__Selected passage__.
•••
User Tools

Site Tools


notes:csharp:regex

Regular Expressions in C#

Special characters: ^ $ \ . * + ? ( ) [ ] { } |

The characters ^ and $ are called anchors:

  • ^ matches the beginning of the string
  • $ matches the end of the string; the void after the last character

Parts of a regex can be repeated:

  • * matches the preceding part zero or more times; * is equivalent to {0,}
  • + matches the preceding part one or more times; + is equivalent to {1,}
  • ? matches the preceding part zero or one time; ? is equivalent to {0,1}

{…} represents a bounded repeat:

  • a{n} matches 'a' repeated exactly n times
  • a{n,} matches 'a' repeated n or more times
  • a{n,m} matches 'a' repeated between n and m times inclusive

Other simple patterns:

  • . - any single character except the newline character
  • \s - any whitespace character
  • \S - any character that isn't a whitespace
  • \b - a word boundary
  • \B - any position that isn't a word boundary

The above repeats are greedy because they find the longest match. To make them non-greedy, add ? behind the repeat i.e., *?, +?, ??, {…}?.

RegEx Maching strings
a*b a, ab, aab, aaab, etc.
a+b ab, aab, aaab, etc.
a?b b, ab
do(es)? do, does
o{2} oo
o{2,} oo, ooo, oooo, etc.
o{1,3} o, oo, ooo
[adg] 'a' or 'd' or 'g'
[a-z] any character from 'a' to 'z'
B[iu]rma Birma or Burma
.* any number of characters other than newline
\w* any number of alphanumeric characters
[^1-6] any character except the digits from 1 to 6
“[^“\r\n]*” any string enclosed in quotes
\b(in|out)\b a word 'in' or 'out'
\bxxx\b.*\byyy\b a word 'xxx' followed by 'yyy'
\ba\w*\b words that start with the letter 'a'
\b\w{5,6}\b five and six letter words
\b\d{4,5}\b 4- or 5-digit number
^\w* the first word in a line or in the text
^test the string 'test' if it is the first string in a line or in the text
^51|^52 the strings '51' or '52' if they are the first strings in a line or in the text
^a{3,4}$ the strings 'aaa' or 'aaaa' if they are the only strings in a line or in the text
^test$ the string 'test' if it's the only string in a line or in the text
test$ the string 'test' if a line or the text ends with it
[.?!] the punctuation at the end of a sentence; ”.“ and ”?“ lose their special meanings
[\d]{1,7} 7-digit number
(\d+|) a number or empty
(\d+|\**|) a number or asterisks or empty

Simple examples:

using System.Text.RegularExpressions;
...
// Check if all characters are numeric.
Regex reg = new Regex(@"^\d+$");
bool b1 = reg.Match("3451").Success; // true
bool b2 = reg.Match("34a1").Success; // false
 
// Check if a string has letters a,A,b,B.
•••
__Records shown__.
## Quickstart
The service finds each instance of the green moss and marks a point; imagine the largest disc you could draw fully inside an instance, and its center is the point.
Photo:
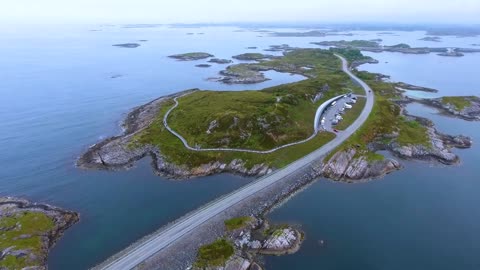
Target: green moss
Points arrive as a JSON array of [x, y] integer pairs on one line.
[[259, 120], [351, 115], [459, 103], [13, 263], [31, 226], [412, 132], [384, 119], [214, 254], [237, 223], [351, 55]]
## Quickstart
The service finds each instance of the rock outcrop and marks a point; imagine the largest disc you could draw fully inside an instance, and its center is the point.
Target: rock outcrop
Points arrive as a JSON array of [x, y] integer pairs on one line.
[[345, 165], [470, 112], [354, 164], [17, 216], [117, 153]]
•••
__Instructions__.
(A) According to the regular expressions page, what does \s match?
(B) Rescale all the rows: write out each of their lines again, requests included, with every point coordinate in the answers multiplied by 0.6 and rounded to a whole number, halves rounded up. Leave the pictures out.
The regular expressions page and the rows have no connection to each other.

__Responses in order__.
(A) Any whitespace character.

(B)
## Quickstart
The service finds each instance of the green moss and marks a point; imagine the largest disc you could draw fully inside an instance, and its center is the point.
Photo:
Target: green moss
Points arrive as a JSON array of [x, y] integer pairs on one line.
[[155, 72], [211, 69], [275, 62], [8, 158], [19, 136], [247, 79], [230, 71], [128, 152], [142, 134], [211, 33]]
## Quickstart
The service finds each instance of the rock outcrop and marks a point; imagine the largest disc you could draw fully inside an instance, and its center is the point.
Target: rock outcrop
Points arrive as a JSON array of [x, y] integer pairs on one line.
[[207, 99], [282, 67], [212, 98], [10, 130], [70, 92]]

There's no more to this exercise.